* _Görev listesi_
• a. Okuma metninde "Karacehennem İbrahim Ağa komutasındaki" diye başlayan paragrafı, ana bilgilerini koruyup kısa bir madde listesine dönüştür.
• b. Listenin en başından başlayıp "[[103, 88]]" içeren satırda biten satırları, iki uç da dahil olmak üzere, hiç değiştirmeden çıktı olarak ver. Resimleri yanıta koyma.

0

15 Haziran 1826 günü Osmanlı ordusunun mühim unsuru olan yeniçeri ocağı yine isyana kalkışmış ancak bu kez isyana hazırlıklı olan Sultan II. Mahmud ve ona tâbi askerler, devlet erkânı, ulema ve ahali tarafından kanlı bir şekilde bastırılmıştı.

Yeniçeri Ağası Ağa Hüseyin Paşa – Talha Hızal arşivi

Usta ve karakullukçu – Talha Hızal arşivi


Üç gün boyunca sürecek olan yeniçeri avı 6000’i aşkın yeniçeri askerinin idamıyla, Aksaray’da bulunan kışlalarının tamamen imhasıyla sonuçlanacaktı. Bunun yanı sıra askeri sistem ve devlet sistemi büyük değişikliklere uğrayacaktı.

İzmir gazete tercümesi – Talha Hızal arşivi


Dönemin yabancı neşriyat yapan İzmir adlı gazetesinde misli görülmemiş bir hadise olarak anlatılan yeniçerilerin son isyanına karşı II. Mahmud halkın, medreselilerin, tersane, topçu ve humbaracı askerlerinin desteğini almıştı. Şeyhülislam’ın isyan eden yeniçerilerin katledilmesinin vacip olduğuna dair fetvası üzerine İstanbul’un tüm mahalle ve köylerinden halk ellerinde silahlar ile Sultanahmed meydanındaki sancak altında toplandılar.

Odabaşı – Talha Hızal arşivi

Yeniçeri kapısı 1954. arkada Molla Fenari İsa Camii – Talha Hızal Arşivi


Halkı yeniçerilere karşı kışkırtmakta bazı yeniçerilerin haç dövmeleri yaptıkları, Kur’an-ı Kerim sayfalarına orta nişanlarını çizdikleri ve bu sayfalardan birinin Firavun’un helakı ile ilgili ayetin olduğu sayfaya denk gelmesi propagandası etkili olmuştur.

4 Et meydanı 1944 – Talha Hızal arşivi

Et meydanı 1966 – Talha Hızal arşivi

Karacehennem İbrahim Ağa komutasındaki birliklerin top ateşleri ile Et Meydanı yangın yerine döndü. Habere göre yanmaktan kaçmak isteyen yeniçeriler kılıçla öldürüldü. Yangının dumanının ve asilerin feryatlarının Beyoğlu’ndan görüldüğü, duyulduğu vakidir. 19 Haziran’a kadar devam eden çatışmalarda yeniçerilerden 6000’e yakın asker, II. Mahmud taraftarından ise 87 kişi hayatını kaybetmiştir. Padişahın dahi elinde palayla savaştığını anlatan yazı, bu olayın Deli Pedro’nun İsterliç askerlerini yok etmesindeki ünü geçtiğini söylüyor.

Orta alametleri – Talha Hızal arşivi

19 Haziran’dan sonra da yakalanan yeniçeriler idam edilmek üzere sürgüne gönderildiklerine dair yüzlerce emir vardır. Yine İstanbul’da başıboş gezenler, serseriler de memleketlerine gönderildiler. Ayrıca sokak köpekleri de şehirden gönderildi.

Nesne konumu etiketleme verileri
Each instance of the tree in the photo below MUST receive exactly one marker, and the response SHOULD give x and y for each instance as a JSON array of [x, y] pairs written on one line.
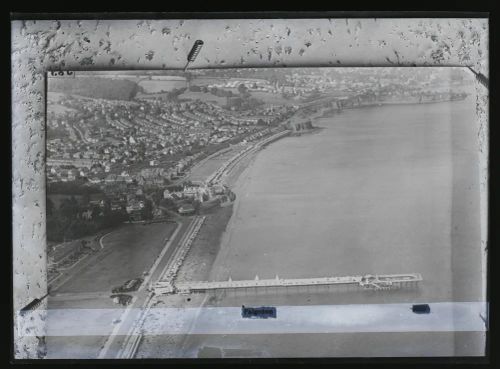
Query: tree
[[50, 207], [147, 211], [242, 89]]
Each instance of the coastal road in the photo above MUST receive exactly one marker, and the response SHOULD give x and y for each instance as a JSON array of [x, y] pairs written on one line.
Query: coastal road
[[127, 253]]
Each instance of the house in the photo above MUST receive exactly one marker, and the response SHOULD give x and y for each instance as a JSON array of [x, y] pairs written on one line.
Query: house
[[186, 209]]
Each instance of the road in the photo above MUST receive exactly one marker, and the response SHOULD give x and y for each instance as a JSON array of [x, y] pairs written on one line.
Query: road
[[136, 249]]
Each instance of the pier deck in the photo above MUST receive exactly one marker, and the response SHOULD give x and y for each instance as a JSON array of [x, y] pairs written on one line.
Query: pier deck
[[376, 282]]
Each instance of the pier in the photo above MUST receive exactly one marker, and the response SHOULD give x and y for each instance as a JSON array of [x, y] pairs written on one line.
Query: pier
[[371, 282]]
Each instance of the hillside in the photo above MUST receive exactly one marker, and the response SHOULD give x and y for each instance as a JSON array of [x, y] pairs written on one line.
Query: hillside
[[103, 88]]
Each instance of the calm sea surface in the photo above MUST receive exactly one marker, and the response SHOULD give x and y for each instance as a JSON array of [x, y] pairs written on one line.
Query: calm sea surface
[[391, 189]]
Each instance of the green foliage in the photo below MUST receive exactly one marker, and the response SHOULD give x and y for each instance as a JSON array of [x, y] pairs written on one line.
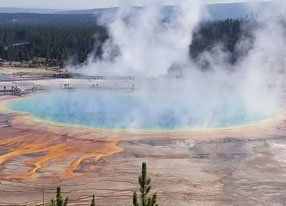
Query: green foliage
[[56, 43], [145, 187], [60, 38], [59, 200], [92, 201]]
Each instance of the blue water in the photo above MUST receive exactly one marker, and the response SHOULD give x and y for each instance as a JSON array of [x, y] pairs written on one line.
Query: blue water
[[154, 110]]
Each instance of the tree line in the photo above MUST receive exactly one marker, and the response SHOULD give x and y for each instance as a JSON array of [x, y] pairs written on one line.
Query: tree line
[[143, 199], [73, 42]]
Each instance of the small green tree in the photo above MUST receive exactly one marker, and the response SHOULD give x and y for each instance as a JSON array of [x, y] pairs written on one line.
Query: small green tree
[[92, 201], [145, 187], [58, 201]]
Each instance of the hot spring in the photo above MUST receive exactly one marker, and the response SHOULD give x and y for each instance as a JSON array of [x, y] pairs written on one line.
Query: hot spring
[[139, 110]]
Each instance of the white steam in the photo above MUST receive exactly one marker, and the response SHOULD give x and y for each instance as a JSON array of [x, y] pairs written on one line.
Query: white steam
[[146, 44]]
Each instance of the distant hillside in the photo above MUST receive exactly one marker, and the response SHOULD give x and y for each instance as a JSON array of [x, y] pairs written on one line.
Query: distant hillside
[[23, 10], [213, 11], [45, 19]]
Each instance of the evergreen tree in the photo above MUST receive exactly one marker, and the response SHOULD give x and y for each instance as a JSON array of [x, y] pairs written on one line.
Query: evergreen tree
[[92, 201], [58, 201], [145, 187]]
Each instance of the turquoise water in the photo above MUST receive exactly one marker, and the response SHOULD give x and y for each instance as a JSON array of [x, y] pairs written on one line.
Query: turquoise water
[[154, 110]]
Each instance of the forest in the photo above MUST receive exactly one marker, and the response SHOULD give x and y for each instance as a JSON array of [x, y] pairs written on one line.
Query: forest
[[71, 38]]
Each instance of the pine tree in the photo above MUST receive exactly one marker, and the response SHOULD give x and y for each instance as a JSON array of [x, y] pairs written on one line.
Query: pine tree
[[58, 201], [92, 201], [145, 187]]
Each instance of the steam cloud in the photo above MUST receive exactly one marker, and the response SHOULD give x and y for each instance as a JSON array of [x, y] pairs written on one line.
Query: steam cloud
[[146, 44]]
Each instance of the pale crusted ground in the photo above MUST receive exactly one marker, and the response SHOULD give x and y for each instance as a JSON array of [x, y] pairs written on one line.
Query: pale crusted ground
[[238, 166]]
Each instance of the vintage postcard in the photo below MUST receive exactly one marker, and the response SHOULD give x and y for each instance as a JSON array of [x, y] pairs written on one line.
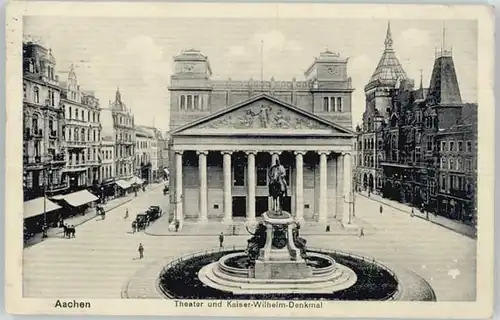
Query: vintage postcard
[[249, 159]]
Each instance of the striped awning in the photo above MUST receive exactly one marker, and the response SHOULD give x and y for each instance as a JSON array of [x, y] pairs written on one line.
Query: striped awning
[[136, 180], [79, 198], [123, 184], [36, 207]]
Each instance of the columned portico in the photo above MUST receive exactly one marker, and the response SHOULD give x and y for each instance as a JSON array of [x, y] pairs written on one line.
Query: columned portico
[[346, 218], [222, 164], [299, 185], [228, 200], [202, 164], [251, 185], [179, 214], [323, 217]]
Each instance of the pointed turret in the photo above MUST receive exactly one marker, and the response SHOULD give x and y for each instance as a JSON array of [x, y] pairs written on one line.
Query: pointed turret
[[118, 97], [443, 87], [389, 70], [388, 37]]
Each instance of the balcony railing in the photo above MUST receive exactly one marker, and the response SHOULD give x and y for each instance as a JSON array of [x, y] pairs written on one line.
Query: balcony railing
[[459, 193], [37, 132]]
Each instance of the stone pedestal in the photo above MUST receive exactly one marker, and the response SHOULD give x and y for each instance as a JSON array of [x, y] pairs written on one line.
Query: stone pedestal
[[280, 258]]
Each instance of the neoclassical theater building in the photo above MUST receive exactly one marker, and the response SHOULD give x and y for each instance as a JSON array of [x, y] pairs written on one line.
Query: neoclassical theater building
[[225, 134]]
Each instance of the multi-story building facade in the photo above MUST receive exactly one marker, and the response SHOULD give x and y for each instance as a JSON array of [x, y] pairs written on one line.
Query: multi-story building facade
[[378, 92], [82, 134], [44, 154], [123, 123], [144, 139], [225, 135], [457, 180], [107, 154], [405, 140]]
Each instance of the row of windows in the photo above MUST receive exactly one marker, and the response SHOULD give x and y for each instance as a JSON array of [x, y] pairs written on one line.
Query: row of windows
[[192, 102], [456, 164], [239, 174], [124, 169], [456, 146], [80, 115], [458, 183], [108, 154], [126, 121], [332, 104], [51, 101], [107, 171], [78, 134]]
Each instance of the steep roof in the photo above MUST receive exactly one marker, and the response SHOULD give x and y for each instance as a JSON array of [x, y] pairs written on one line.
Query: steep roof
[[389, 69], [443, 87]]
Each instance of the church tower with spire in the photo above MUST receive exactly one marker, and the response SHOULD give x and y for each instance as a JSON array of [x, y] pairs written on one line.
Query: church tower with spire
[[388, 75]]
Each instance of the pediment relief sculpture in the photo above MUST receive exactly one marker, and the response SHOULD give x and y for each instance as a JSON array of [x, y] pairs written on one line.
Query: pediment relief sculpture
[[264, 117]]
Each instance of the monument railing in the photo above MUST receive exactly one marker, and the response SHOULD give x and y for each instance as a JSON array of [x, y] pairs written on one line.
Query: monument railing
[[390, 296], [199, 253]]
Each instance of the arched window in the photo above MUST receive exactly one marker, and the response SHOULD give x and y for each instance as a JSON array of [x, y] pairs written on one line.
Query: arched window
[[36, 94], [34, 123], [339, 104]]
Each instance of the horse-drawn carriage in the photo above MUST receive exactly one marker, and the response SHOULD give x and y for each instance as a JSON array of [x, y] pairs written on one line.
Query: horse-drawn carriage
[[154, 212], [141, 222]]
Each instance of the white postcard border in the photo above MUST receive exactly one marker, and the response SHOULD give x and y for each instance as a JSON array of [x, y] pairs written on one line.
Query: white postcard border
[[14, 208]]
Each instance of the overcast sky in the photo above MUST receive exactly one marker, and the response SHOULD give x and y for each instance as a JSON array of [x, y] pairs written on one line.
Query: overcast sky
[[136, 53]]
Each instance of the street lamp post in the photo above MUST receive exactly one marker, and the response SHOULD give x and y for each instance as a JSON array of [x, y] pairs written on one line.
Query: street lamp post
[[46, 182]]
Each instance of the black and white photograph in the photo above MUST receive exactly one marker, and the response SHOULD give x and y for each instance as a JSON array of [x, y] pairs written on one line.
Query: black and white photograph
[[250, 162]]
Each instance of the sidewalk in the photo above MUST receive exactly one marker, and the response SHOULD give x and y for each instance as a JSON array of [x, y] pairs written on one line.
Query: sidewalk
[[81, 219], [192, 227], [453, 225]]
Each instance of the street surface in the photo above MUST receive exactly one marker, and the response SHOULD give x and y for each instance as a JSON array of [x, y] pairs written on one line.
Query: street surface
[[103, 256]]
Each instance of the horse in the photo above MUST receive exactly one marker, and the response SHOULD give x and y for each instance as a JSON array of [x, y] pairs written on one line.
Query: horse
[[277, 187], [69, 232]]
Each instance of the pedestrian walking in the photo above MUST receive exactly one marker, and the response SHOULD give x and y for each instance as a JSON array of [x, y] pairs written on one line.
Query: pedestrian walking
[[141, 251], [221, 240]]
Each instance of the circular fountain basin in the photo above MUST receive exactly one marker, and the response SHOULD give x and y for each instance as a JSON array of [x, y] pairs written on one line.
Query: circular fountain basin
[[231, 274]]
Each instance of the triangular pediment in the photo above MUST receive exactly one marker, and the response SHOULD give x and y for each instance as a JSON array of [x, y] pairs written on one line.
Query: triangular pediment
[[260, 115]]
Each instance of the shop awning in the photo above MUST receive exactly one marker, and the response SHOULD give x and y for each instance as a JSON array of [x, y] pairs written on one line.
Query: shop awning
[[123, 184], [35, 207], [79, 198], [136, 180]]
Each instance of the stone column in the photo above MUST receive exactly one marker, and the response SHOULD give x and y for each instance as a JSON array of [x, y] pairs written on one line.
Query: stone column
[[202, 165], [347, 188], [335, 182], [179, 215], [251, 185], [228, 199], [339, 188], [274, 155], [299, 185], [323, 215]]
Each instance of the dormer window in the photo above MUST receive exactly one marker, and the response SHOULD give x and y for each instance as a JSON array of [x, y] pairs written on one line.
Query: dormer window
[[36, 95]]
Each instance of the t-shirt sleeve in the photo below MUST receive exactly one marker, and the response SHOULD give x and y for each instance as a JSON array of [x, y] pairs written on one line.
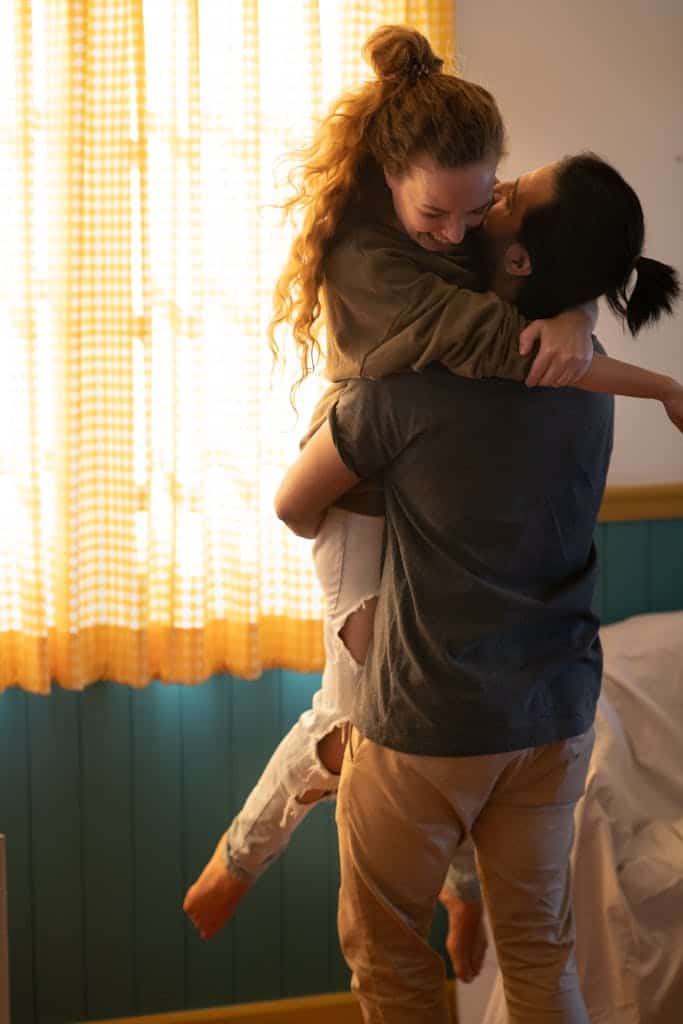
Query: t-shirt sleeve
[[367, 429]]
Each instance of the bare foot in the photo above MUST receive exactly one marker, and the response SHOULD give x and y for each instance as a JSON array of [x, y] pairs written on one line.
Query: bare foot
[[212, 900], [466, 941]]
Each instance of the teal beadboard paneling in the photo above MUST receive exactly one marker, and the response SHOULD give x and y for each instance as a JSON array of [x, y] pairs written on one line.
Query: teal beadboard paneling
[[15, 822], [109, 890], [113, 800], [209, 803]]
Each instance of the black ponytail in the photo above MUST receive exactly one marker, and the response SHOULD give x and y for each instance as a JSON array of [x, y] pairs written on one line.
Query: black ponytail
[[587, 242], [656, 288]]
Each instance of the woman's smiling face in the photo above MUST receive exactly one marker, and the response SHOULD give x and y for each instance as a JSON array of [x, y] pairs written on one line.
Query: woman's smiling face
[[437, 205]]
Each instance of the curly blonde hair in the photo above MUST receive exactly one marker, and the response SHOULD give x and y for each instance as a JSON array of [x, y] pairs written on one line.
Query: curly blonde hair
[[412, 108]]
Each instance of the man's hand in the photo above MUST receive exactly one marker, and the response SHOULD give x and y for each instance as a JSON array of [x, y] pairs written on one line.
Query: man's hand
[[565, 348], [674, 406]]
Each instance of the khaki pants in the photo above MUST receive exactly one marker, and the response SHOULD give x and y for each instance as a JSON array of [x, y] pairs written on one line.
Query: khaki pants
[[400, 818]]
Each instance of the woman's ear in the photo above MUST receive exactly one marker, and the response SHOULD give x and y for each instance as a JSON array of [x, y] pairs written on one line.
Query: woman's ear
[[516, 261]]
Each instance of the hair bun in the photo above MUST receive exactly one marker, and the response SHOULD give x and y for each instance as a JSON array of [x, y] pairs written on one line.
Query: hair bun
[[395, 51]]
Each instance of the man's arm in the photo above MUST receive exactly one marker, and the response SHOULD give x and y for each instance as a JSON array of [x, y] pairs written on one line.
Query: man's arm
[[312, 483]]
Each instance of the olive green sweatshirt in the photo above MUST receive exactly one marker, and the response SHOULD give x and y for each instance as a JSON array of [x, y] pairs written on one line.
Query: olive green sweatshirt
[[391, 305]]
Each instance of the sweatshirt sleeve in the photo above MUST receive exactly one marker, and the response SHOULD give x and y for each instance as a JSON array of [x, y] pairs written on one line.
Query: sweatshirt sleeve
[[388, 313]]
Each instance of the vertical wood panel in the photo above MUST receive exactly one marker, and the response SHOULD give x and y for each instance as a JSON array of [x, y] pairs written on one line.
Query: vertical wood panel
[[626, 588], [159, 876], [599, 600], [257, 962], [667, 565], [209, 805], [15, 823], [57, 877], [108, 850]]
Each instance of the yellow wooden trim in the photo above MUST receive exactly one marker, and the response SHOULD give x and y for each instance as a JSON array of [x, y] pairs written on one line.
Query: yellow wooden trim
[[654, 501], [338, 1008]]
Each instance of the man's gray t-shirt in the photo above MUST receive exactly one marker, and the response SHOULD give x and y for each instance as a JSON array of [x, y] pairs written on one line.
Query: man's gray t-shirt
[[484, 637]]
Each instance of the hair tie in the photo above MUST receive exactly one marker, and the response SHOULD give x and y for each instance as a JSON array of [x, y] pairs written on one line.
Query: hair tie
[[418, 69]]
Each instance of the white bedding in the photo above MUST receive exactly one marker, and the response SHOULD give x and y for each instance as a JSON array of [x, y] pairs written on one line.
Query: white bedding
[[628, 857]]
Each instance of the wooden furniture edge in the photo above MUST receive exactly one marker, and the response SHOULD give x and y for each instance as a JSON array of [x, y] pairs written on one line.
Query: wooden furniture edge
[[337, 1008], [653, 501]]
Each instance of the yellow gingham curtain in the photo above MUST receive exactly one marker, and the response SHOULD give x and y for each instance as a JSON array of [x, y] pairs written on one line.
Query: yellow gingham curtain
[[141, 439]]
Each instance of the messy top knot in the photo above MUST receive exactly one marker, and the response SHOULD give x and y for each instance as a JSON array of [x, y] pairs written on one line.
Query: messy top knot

* _Beklenen sonuçlar_
• a.
- Karacehennem İbrahim Ağa komutasındaki birliklerin top ateşiyle Et Meydanı yangın yerine döndü.
- Yanmaktan kaçmak isteyen yeniçeriler kılıçla öldürüldü.
- Yangının dumanı ve asilerin feryatları Beyoğlu'ndan görülüp duyuldu.
- 19 Haziran'a kadar süren çatışmalarda yeniçerilerden 6000'e yakın, II. Mahmud taraftarlarından ise 87 kişi öldü.
- Yazıya göre padişah da elinde palayla savaştı ve bu olay, Deli Pedro'nun İsterliç askerlerini yok etmesinin ününü geçti.

• b.
Each instance of the tree in the photo below MUST receive exactly one marker, and the response SHOULD give x and y for each instance as a JSON array of [x, y] pairs written on one line.
Query: tree
[[50, 207], [147, 211], [242, 89]]
Each instance of the coastal road in the photo above MUST receive exactly one marker, and the response SHOULD give x and y for each instance as a JSON array of [x, y] pairs written on one line.
Query: coastal road
[[127, 253]]
Each instance of the house in the photo above MUST receive exactly one marker, and the response SHOULD give x and y for each instance as a JSON array of [x, y] pairs written on one line.
Query: house
[[186, 209]]
Each instance of the road in the photo above MUST receive exactly one marker, and the response SHOULD give x and y for each instance as a JSON array of [x, y] pairs written on one line.
Query: road
[[136, 249]]
Each instance of the pier deck in the photo above MUST receive exactly one marker, and the response SHOULD give x and y for each instance as a JSON array of [x, y] pairs written on one line.
Query: pier deck
[[376, 282]]
Each instance of the pier in the photo above MUST receive exactly one marker, and the response SHOULD give x and y for each instance as a JSON array of [x, y] pairs written on one line.
Query: pier
[[371, 282]]
Each instance of the hillside in the photo above MUST receive exactly one marker, and the response SHOULD give x and y for each instance as a JSON array of [x, y] pairs written on one line.
Query: hillside
[[103, 88]]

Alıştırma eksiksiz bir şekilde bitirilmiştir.